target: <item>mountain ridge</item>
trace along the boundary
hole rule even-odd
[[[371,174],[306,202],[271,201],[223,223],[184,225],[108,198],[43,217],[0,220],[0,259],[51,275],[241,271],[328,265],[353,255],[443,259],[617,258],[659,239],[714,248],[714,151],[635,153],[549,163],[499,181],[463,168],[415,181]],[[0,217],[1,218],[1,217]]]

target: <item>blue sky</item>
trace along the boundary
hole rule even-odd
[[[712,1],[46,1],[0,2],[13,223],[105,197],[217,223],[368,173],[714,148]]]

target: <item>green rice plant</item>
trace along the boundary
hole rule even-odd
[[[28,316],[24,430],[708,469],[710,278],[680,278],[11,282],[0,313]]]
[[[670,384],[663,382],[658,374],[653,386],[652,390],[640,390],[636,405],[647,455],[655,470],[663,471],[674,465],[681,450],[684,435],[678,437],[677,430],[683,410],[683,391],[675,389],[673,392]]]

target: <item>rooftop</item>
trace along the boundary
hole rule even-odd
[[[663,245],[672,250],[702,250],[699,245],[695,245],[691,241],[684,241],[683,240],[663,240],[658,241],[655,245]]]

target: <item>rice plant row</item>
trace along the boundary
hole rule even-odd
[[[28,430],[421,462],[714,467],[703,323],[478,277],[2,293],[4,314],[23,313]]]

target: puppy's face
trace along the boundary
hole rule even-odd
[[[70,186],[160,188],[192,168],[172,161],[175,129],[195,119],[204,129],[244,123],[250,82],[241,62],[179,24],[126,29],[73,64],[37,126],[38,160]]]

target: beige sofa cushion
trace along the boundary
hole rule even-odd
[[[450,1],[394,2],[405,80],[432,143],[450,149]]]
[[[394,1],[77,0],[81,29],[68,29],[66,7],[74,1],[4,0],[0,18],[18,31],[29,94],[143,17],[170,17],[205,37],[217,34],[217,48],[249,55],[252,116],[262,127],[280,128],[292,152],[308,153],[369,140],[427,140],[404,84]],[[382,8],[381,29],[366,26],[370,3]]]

____________

What needs duplicating is the run of lines from the one containing "target: <item>rice plant row</item>" through the last line of the entries above, exact and complete.

RESULT FOR THIS TASK
target: <item>rice plant row</item>
trace along the boundary
hole rule even-odd
[[[28,430],[421,462],[714,467],[703,323],[478,277],[2,293],[4,314],[23,313]]]

target: puppy's face
trace along the boundary
hole rule even-odd
[[[70,186],[160,188],[192,168],[172,161],[175,129],[195,119],[204,129],[244,123],[250,82],[241,62],[179,24],[126,29],[73,64],[37,126],[38,160]]]

target: beige sofa cushion
trace along the boundary
hole rule even-odd
[[[450,1],[394,2],[405,80],[432,143],[450,149]]]
[[[394,1],[77,0],[81,29],[68,29],[66,7],[74,1],[4,0],[0,18],[18,31],[29,94],[143,17],[170,17],[205,37],[217,34],[217,48],[249,55],[252,116],[262,127],[280,128],[292,152],[308,153],[369,140],[427,140],[404,84]],[[382,8],[381,29],[366,26],[370,3]]]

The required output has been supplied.